┏━━

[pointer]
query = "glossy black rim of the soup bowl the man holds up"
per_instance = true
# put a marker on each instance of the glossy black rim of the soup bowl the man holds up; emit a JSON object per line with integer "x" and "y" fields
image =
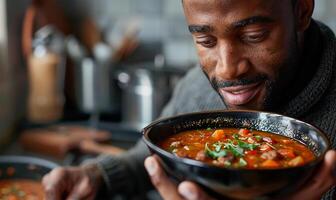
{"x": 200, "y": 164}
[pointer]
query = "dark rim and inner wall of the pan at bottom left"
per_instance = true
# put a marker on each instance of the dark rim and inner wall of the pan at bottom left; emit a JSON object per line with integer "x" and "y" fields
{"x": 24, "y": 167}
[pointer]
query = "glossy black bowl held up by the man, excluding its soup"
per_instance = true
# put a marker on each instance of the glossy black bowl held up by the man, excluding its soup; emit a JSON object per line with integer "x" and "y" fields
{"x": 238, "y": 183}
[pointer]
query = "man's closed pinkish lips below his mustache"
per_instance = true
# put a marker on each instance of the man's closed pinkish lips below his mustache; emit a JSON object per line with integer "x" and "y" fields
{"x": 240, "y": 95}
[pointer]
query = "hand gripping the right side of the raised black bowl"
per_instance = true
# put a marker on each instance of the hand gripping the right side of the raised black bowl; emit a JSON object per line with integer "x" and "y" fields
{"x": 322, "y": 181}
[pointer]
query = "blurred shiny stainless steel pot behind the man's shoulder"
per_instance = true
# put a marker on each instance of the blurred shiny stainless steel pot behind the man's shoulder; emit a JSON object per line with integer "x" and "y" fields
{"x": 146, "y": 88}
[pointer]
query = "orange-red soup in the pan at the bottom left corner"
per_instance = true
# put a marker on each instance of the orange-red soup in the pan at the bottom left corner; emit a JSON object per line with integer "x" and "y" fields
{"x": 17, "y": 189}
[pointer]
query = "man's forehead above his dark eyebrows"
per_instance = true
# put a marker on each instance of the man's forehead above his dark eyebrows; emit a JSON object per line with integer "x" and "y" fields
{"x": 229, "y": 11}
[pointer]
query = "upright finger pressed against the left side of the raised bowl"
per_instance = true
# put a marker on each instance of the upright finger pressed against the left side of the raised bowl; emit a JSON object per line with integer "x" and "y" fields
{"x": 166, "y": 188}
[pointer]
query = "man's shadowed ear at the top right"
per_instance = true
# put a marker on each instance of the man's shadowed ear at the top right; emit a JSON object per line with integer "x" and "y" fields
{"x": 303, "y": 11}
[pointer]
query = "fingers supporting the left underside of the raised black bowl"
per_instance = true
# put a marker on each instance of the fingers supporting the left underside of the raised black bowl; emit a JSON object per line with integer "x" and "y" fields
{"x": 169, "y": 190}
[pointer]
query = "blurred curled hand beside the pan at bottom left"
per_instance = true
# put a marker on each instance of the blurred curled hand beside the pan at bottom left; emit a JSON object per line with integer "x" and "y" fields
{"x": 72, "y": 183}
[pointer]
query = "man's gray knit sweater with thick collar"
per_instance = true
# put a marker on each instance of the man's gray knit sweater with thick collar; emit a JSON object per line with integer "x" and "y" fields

┗━━

What to work on —
The records above must be printed exactly; the pictures stay out.

Written solution —
[pointer]
query = "glossy black rim of the soup bowl the man holds up"
per_instance = true
# put a marker on each instance of the glossy black rim of the soup bowl the man holds up; emit a JSON object per line with integer "x" and "y" fields
image =
{"x": 200, "y": 164}
[pointer]
query = "dark rim and inner wall of the pan at bottom left"
per_instance = true
# put a marker on each instance of the dark rim and inner wall of the pan at bottom left; emit a JSON object per line with integer "x" and "y" fields
{"x": 24, "y": 167}
[pointer]
query = "glossy black bowl held up by the man, excluding its soup"
per_instance = true
# put a marker on each instance of the glossy black bowl held up by the man, excluding its soup; emit a JSON object per line with integer "x" and "y" fields
{"x": 238, "y": 183}
[pointer]
query = "man's closed pinkish lips below his mustache"
per_instance = true
# put a marker on each instance of the man's closed pinkish lips below his mustache; emit a JSON object per line with integer "x" and "y" fields
{"x": 240, "y": 95}
[pointer]
query = "hand gripping the right side of the raised black bowl"
per_instance = true
# put a marker on each instance of the hand gripping the right side of the raised black bowl; emit a JSON object per line with integer "x" and "y" fields
{"x": 322, "y": 181}
[pointer]
query = "blurred shiny stainless steel pot behind the man's shoulder"
per_instance = true
# put a marker on each instance of the blurred shiny stainless steel pot behind the man's shoulder; emit a JSON object per line with integer "x" and "y" fields
{"x": 146, "y": 88}
[pointer]
query = "orange-red soup in the pan at the bottom left corner"
per_instance = true
# put a marker on each instance of the orange-red soup in the pan at the bottom left corner; emit a JSON object per line with integer "x" and "y" fields
{"x": 17, "y": 189}
[pointer]
query = "man's forehead above his dark eyebrows"
per_instance = true
# put a marker on each instance of the man's forehead above his dark eyebrows; emit a JSON object per line with integer "x" and "y" fields
{"x": 229, "y": 11}
[pointer]
query = "upright finger pressed against the left side of the raised bowl"
per_instance = true
# put a marker on each instance of the upright finger pressed against the left side of the raised bowl; emit a JSON object per line with integer "x" and "y" fields
{"x": 166, "y": 188}
[pointer]
query = "man's shadowed ear at the top right"
per_instance = true
# put a marker on each instance of the man's shadowed ear at the top right; emit a JSON object per line with integer "x" and "y" fields
{"x": 303, "y": 11}
[pointer]
query = "fingers supporting the left underside of the raised black bowl"
per_instance = true
# put a marker on each instance of the fingers supporting the left underside of the raised black bowl; emit a JSON object per line with integer "x" and "y" fields
{"x": 169, "y": 190}
[pointer]
query = "blurred curled hand beside the pan at bottom left"
per_instance = true
# put a marker on each instance of the blurred curled hand beside the pan at bottom left; emit a JSON object per line with integer "x" and "y" fields
{"x": 72, "y": 183}
[pointer]
query = "man's gray knit sweater with thick collar"
per_instance = true
# put a marker on each instance of the man's gray knit sweater with thick collar; emit a JSON object per line with integer "x" and "y" fields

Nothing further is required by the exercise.